* AIM 1
In the mailing-list post about the Eastern Mediterranean University, when did Chancellor Merkel visit Cyprus?
* AIM 2
Please continue the mailing-list post about the Eastern Mediterranean University from its final sentence onward.

* SOURCE
## start
[MGSA-L] Princeton Hellenic Studies Workshop: November 16, 2012

Aristide Caratzas acaratzas at gmail.com
Sat Nov 10 06:12:55 PST 2012

The lecture by Luca Zavagno in the announcement by the Seeger Center for Hellenic Studies sounds especially interesting to someone interested in the history of the Mediaeval Hellenic world, which includes the undersigned. 

Sadly however, it should most emphatically pointed out that the "institution" with which Dr. Zavagno is linked, the Eastern Mediterranean University (Doğu Akdeniz Üniversitesi), is of doubtful legitimacy, indeed it would be an interesting study to see if it is a legal entity according to European and International law. Here are some (poignant) facts: 

a) this "university" is  located in that part of the territory of the Republic of Cyprus illegally occupied by the Turkish armed forces. It should be noted that Cyprus is a member of the European Union, thus the territory held by the Turks is "the last European territory occupied by a foreign army," to paraphrase Chancellor Merkel [she made the statement while looking at the occupied area from the Ledra Palace Hotel, during her visit to Cyprus in January 2011].

b) this entity has questionable credentials, as it was founded by the "Turkish Republic and Turkish Republic of Northern Cyprus"(sic), the latter recognized by no state other than Turkey; 

c) the entity is housed in buildings, and on the land on which these sit, which were seized (perhaps a better term is stolen) from their rightful owners by the Turkish occupation authorities. The rightful owners still hold title to the property, so its continued use and occupation without the owners's consent constitutes a range of wrongdoing, from a common crime to a gross violation of human rights.

Finally and based on the above information, it is at least unseemly, if not in violation of professional and scholarly integrity, for American and European institutions to maintain relationships with, and to thus legitimize entities that are the products of criminal actions, such as the Eastern Mediterranean University; it is furthermore shameful for the Seeger Center for Hellenic Studies, given its stated focus, to contribute to this effort to "launder" the products of crimes committed at the expense of Cypriot Greeks!
## end
* COLLECTED DATA
## start
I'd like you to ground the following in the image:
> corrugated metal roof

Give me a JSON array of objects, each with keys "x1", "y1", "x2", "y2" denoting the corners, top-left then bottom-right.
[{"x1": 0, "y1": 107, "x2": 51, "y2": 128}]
## end
* TASK RESPONSE 1
January 2011

* TASK RESPONSE 2
Aristide Caratzas

On Nov 9, 2012, at 11:53 PM, Dimitri H. Gondicas wrote:

> Seeger Center for Hellenic Studies
> Workshop
> Two Hegemonies, One Island:
> Cyprus between the Byzantines and the Umayyads
> (c.a. 650 - ca. 850 A.D.)
> Luca Zavagno
> Eastern Mediterranean University
> Stanley J. Seeger Visiting Research Fellow, Hellenic Studies
>       lzavagno at princeton.edu
> Respondent: Helmut Reimitz, History
> This workshop aims to assess the political and cultural status of the island of Cyprus as the only place within the Mediterranean where Christian heirs of Romans and Muslims shared the local tax revenue to create a buffer zone between two empires. Geographically isolated between the Constantinopolitan and Damascene hegemonies, and marginalized by emperors and caliphs alike, the development of Cyprus was destined to take a unique, perhaps problematic, trajectory.  Detailed examination of archaeological material (seals, coins, ceramics and material artifacts) suggests a different interpretative scheme to the one traditionally adopted to interpret the declining fate of Cyprus after the Muslim raids and the occupation of Syria and Palestine. Instead, I propose Cyprus and its cities were still active from late antiquity to the early middle ages, preserving a variable but still traceable degree of economic vitality (as mirrored into the circulation of Byzantine and Arab coinage and locally-made and imported pottery), which infers the maintenance of complex political, commercial and cultural relations between the Byzantine Empire and the Umayyad Caliphate.
> Luca Zavagno graduated from the University of Venice (2002); he obtained his Ph.D. (2007) at the University of Birmingham with a dissertation on the society, economics and politics of Byzantine cities in the early middle ages. He is currently Assistant Professor in the Department of Arts, Social Sciences and Humanities at Eastern Mediterranean University, Cyprus.  He is the author of Cities in Transition: Urbanism in Byzantium Between Late Antiquity and the Early Middle Ages (British Archaeological Reports-International Series, 2009). His research interests are in the area of Byzantine and early Islamic history and archaeology and early medieval settlement in the Eastern Mediterranean. He is also the co-organizer of the Conference of the Mediterranean Worlds (www.medworlds.org), Teaching Fellow of the School of Advanced Studies of the University of Salerno, and Associate Scholar of the Mediterranean Seminar (http://humweb.ucsc.edu/mediterraneanseminar/).
> Friday, November 16, 2012
> 1:30 p.m.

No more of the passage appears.